**What is expected**
Would you filter the listing below so that only lines with the word "clicks" remain?

+ + + + +

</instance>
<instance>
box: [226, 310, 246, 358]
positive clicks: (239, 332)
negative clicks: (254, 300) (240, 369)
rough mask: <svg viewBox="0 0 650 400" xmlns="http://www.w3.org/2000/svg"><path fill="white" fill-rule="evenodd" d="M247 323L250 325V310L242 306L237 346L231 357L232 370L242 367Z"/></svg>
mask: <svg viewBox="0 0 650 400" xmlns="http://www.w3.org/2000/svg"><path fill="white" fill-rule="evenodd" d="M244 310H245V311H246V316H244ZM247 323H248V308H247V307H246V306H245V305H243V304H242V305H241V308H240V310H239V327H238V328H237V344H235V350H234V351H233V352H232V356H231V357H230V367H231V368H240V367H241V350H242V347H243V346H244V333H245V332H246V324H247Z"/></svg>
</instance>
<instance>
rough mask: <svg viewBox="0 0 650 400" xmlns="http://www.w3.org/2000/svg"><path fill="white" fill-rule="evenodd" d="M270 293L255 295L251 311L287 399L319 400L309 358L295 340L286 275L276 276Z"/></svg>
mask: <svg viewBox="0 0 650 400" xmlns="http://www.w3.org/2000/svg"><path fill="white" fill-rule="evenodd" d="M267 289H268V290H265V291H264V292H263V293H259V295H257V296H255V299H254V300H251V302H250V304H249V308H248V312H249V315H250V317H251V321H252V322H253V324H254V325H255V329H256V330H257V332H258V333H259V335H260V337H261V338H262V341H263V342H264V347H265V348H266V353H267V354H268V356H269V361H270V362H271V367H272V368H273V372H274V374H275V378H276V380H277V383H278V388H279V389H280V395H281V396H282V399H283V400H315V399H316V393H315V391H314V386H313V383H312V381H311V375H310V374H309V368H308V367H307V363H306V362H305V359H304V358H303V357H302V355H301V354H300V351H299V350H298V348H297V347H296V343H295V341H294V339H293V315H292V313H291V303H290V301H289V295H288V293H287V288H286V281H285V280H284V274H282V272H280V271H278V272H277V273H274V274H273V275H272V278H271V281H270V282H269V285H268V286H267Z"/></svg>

+ + + + +

**Task solution**
positive clicks: (239, 332)
negative clicks: (254, 300) (240, 369)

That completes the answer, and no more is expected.